Data shown ▸
========================================

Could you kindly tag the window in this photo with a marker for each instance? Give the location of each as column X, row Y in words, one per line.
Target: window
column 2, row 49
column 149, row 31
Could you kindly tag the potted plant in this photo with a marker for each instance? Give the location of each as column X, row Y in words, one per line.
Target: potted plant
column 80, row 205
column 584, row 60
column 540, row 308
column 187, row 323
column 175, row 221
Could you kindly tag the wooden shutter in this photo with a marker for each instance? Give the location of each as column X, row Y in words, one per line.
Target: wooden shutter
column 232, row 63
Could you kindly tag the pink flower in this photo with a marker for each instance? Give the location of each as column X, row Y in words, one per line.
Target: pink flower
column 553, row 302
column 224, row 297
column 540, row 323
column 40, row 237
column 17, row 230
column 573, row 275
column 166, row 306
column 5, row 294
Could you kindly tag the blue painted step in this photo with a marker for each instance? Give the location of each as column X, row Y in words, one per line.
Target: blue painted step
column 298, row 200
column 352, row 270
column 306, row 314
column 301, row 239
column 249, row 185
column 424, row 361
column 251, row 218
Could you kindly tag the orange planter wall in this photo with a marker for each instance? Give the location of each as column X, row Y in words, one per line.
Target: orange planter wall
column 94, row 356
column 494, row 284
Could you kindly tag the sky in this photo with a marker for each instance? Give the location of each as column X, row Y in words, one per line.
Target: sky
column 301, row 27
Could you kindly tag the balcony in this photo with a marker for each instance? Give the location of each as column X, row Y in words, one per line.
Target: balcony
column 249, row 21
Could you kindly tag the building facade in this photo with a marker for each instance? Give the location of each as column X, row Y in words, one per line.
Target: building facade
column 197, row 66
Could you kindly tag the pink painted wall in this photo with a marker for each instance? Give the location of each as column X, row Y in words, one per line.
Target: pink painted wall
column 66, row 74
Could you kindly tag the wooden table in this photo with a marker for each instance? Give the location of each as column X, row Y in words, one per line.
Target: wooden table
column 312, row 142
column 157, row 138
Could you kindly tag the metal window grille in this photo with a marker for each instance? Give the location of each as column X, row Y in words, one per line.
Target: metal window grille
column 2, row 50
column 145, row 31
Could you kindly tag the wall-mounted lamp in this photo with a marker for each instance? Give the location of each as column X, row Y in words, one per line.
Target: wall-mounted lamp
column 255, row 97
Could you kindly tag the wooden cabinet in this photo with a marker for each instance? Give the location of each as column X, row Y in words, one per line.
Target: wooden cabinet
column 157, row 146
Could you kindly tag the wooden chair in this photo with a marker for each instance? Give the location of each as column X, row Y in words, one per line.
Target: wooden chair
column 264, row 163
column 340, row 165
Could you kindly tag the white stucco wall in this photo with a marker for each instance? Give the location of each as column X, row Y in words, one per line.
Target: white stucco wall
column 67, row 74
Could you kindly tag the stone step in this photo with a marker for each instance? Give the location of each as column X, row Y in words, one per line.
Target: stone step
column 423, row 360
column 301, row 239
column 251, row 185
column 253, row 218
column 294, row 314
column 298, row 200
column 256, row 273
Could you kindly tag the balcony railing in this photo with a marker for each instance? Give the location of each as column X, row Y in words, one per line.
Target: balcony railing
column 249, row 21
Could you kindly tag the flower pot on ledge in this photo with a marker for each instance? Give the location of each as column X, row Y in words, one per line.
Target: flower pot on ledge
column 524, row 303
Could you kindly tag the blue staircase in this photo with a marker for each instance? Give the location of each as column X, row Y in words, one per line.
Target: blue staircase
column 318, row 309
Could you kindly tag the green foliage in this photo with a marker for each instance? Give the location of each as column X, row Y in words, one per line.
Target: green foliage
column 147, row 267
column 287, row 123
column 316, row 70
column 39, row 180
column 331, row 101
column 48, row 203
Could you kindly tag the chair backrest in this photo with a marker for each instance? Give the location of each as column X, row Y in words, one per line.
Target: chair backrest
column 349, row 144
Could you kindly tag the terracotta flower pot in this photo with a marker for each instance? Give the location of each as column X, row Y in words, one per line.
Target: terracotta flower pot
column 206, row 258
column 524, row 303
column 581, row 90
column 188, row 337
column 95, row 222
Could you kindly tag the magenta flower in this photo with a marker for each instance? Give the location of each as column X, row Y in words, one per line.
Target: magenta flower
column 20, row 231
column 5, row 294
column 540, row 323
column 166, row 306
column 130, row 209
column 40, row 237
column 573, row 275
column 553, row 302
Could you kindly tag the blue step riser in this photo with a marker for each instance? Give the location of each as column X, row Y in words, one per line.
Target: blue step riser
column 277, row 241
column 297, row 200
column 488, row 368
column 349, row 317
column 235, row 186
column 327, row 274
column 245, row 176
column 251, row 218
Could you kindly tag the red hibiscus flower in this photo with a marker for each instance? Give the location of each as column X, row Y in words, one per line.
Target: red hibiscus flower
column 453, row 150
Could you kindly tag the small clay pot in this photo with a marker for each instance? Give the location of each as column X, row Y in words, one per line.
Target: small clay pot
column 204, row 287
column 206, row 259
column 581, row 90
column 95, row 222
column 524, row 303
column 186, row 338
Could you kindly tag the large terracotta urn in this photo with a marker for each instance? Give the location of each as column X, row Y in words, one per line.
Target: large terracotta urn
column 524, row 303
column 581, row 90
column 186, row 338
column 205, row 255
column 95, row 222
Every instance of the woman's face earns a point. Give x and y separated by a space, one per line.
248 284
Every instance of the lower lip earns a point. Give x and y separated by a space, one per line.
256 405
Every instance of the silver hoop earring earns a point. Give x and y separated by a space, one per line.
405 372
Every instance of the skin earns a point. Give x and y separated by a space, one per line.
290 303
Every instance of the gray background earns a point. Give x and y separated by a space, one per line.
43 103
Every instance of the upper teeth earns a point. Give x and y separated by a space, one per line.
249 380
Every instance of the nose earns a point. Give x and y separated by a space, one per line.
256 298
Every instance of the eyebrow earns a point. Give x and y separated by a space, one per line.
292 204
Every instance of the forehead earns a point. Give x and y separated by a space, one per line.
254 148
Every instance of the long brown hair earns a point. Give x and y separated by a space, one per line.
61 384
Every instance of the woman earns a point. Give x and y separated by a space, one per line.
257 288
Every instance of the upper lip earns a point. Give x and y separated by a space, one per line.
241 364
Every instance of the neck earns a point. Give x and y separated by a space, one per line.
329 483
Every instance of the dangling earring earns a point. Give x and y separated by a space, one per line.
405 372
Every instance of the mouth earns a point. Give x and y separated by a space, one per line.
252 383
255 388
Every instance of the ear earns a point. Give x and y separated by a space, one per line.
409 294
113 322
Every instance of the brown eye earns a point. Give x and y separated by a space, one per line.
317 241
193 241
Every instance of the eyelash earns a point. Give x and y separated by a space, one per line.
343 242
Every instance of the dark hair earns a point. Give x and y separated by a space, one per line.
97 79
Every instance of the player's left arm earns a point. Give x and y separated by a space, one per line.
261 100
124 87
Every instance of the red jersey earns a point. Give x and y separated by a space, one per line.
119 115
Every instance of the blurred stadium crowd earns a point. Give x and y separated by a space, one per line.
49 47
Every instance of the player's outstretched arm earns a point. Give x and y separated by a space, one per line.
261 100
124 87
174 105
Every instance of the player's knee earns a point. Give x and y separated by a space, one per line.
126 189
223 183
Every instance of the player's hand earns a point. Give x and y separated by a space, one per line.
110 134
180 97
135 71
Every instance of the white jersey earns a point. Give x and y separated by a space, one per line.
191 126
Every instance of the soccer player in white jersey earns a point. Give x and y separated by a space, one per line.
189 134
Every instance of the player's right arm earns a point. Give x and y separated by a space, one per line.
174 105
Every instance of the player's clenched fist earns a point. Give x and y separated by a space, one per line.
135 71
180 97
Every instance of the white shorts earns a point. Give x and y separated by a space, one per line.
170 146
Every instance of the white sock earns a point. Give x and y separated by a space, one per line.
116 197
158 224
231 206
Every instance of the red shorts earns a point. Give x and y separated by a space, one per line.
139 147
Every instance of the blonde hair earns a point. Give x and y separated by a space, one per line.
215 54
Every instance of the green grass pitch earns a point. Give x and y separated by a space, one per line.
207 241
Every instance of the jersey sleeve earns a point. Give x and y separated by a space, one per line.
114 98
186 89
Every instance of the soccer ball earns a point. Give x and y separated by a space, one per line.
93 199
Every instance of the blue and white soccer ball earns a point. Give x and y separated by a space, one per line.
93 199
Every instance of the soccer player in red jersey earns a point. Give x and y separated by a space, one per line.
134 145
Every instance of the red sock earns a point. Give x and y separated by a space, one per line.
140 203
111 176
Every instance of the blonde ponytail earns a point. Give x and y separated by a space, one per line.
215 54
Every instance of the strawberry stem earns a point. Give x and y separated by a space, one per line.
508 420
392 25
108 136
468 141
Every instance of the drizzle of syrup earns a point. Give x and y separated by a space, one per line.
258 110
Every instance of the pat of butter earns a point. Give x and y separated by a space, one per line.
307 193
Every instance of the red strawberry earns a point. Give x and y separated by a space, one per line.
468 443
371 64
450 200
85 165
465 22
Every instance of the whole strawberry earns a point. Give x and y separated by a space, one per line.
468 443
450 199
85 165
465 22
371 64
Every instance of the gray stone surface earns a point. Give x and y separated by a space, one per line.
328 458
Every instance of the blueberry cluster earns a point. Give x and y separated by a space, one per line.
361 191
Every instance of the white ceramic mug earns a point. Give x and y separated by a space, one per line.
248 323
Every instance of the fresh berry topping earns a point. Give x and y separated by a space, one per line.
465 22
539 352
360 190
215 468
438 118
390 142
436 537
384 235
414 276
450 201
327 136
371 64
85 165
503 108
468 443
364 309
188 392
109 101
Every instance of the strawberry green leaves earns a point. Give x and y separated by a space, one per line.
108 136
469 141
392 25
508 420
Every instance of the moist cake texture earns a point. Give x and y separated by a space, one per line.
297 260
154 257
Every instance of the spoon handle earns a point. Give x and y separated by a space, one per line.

========================================

Exercise ▸ In the data above, start at the line that has "Target: wall-mounted lamp", stop after the line that has "Could you kindly tag the blue staircase", and print every line in between exactly as it stands.

Task response ▸
Target: wall-mounted lamp
column 255, row 97
Could you kindly tag the wooden cabinet in this photo with a marker for each instance? Give the location of each as column X, row Y in words, one per line.
Target: wooden cabinet
column 157, row 146
Could you kindly tag the wooden chair in this photo with a marker for each instance? Give the location of each as column X, row Y in words, one per line.
Target: wooden chair
column 264, row 163
column 340, row 165
Could you kindly tag the white stucco wall in this photo with a marker for each instance? Give the location of each as column X, row Y in words, one per line.
Target: white stucco wall
column 67, row 74
Could you kindly tag the stone step in this photo with a marker for each instance? Give the location of each as column X, row Y in words, one per line.
Target: stone step
column 423, row 360
column 301, row 239
column 251, row 185
column 253, row 218
column 294, row 314
column 298, row 200
column 256, row 273
Could you kindly tag the balcony railing in this photo with a marker for each instance? Give the location of each as column X, row Y in words, one per line.
Target: balcony railing
column 249, row 21
Could you kindly tag the flower pot on ledge in this photo with a marker for each instance? Give the location of each as column X, row Y in words, one per line.
Target: flower pot on ledge
column 524, row 303
Could you kindly tag the blue staircase in this photo with a marker for each instance? Give the location of each as column X, row Y in words, one per line.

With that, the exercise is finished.